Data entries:
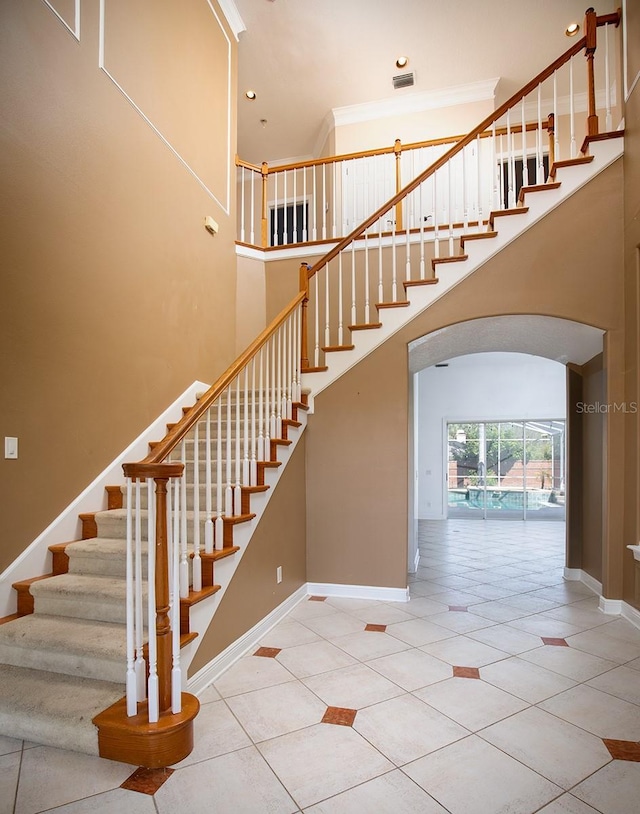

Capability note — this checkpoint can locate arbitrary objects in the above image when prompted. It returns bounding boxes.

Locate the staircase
[0,392,307,766]
[0,10,623,767]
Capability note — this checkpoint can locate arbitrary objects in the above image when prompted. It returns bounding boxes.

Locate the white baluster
[553,71,560,161]
[311,167,318,240]
[216,402,224,551]
[569,57,576,158]
[322,164,327,240]
[351,243,358,325]
[324,263,331,346]
[126,478,138,717]
[291,169,298,243]
[233,374,242,514]
[167,479,182,715]
[191,424,202,592]
[338,252,344,346]
[240,167,245,243]
[147,478,160,724]
[204,410,213,554]
[313,271,320,367]
[135,480,146,701]
[536,84,547,184]
[180,438,189,599]
[249,356,262,486]
[224,385,233,517]
[521,96,529,187]
[604,25,613,133]
[250,165,256,246]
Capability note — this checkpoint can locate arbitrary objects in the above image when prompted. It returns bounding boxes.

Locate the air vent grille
[393,73,415,90]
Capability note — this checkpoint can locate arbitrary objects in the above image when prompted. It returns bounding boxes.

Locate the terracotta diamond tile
[322,707,358,726]
[540,636,569,647]
[453,667,480,678]
[602,738,640,763]
[120,766,173,794]
[253,647,282,659]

• [Exercise directions]
Can you write out all of the items above word for word, leaving the pictures out of your answer?

• [Answer to this exercise]
Capability note — this checkpoint can locate arbitrary objects in the above image when prompted. It returns bounding boxes.

Locate the staircase
[0,392,307,766]
[0,10,623,767]
Capability note — this checkpoint can locate arbitrary objects in the above image when prompted. It returns bounding boxes.

Locate the white baluster
[553,71,560,161]
[311,167,318,240]
[216,402,224,551]
[569,57,576,158]
[322,164,327,240]
[351,243,358,325]
[324,263,331,346]
[126,478,138,717]
[291,169,298,243]
[233,374,242,514]
[167,479,182,715]
[191,424,202,592]
[338,252,344,346]
[240,167,245,243]
[147,478,160,724]
[204,410,213,554]
[313,271,320,367]
[135,480,146,701]
[536,84,547,184]
[180,438,189,599]
[249,356,262,486]
[224,385,233,517]
[521,96,529,187]
[604,25,613,133]
[250,165,256,246]
Capability note — this checkpoint can locate arbitrary objects in the above image when prompted. It returns bounding boxes.

Locate the air vent grille
[393,73,415,90]
Capability note — this checkpoint can locate arbitrary objects in the above image when prompted. It returns bounding boxes.

Locate the terracotta diamond tile
[322,707,358,726]
[540,636,569,647]
[453,667,480,678]
[602,738,640,763]
[120,766,173,794]
[253,647,282,659]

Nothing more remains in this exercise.